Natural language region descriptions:
----------

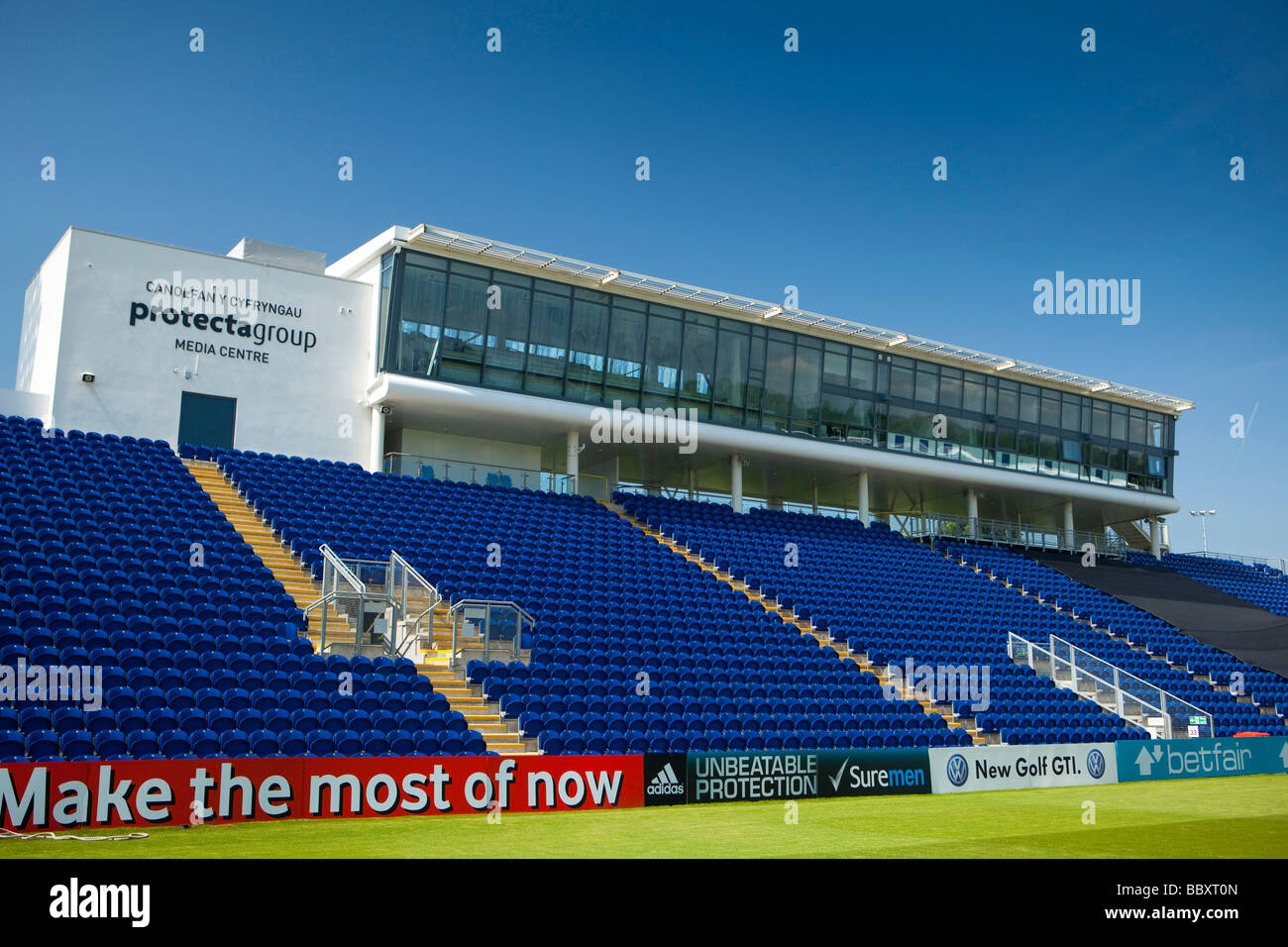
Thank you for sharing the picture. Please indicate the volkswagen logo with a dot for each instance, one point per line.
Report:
(1096, 764)
(957, 770)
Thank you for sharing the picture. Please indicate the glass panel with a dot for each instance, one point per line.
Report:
(1136, 432)
(587, 346)
(421, 317)
(463, 328)
(927, 382)
(756, 372)
(1050, 410)
(951, 388)
(662, 360)
(1119, 424)
(732, 365)
(862, 375)
(805, 386)
(697, 367)
(901, 381)
(625, 356)
(836, 365)
(1100, 420)
(778, 376)
(548, 343)
(1070, 414)
(506, 337)
(1028, 405)
(1008, 401)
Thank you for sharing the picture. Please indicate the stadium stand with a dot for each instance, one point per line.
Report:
(610, 607)
(892, 598)
(1171, 660)
(1263, 586)
(114, 557)
(1198, 609)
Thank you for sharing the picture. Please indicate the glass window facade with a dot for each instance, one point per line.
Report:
(492, 328)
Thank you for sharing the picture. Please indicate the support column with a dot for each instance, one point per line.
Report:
(376, 460)
(735, 482)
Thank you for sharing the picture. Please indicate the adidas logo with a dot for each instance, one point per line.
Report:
(665, 784)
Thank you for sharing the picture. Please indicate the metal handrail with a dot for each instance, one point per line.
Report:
(338, 564)
(1116, 685)
(455, 611)
(325, 600)
(397, 562)
(1004, 532)
(1243, 560)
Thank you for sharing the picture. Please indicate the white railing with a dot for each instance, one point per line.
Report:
(1280, 565)
(483, 621)
(1132, 698)
(1006, 534)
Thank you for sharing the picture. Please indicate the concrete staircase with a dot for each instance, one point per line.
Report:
(284, 566)
(501, 735)
(789, 616)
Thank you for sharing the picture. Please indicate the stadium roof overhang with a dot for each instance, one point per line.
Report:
(777, 466)
(597, 275)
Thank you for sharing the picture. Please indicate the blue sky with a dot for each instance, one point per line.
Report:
(768, 167)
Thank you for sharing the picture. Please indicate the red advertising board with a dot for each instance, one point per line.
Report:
(50, 796)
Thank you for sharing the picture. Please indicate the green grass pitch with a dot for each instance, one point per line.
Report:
(1232, 817)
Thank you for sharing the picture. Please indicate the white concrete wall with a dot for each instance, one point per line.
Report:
(288, 401)
(428, 444)
(42, 322)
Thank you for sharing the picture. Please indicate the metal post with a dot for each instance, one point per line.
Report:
(456, 618)
(359, 622)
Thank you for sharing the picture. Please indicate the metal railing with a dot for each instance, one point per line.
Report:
(1113, 688)
(1003, 532)
(1279, 565)
(343, 589)
(415, 599)
(485, 620)
(351, 586)
(483, 474)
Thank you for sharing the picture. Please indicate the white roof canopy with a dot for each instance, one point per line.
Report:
(599, 275)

----------

The task:
The required output is every line from the one with "the metal railing" to the final line of the entries, repeated exactly and with nothing else.

Result for this exercise:
Thank you for sharing the picture. Please indicate the metal railing with a dot for each instance, one point per line.
Report:
(1113, 688)
(1003, 532)
(1279, 565)
(343, 589)
(415, 599)
(485, 620)
(351, 586)
(483, 474)
Thank you for sharing the picture. Please indicate the white roof canopy with a dot for each instance, one point per line.
Report:
(599, 275)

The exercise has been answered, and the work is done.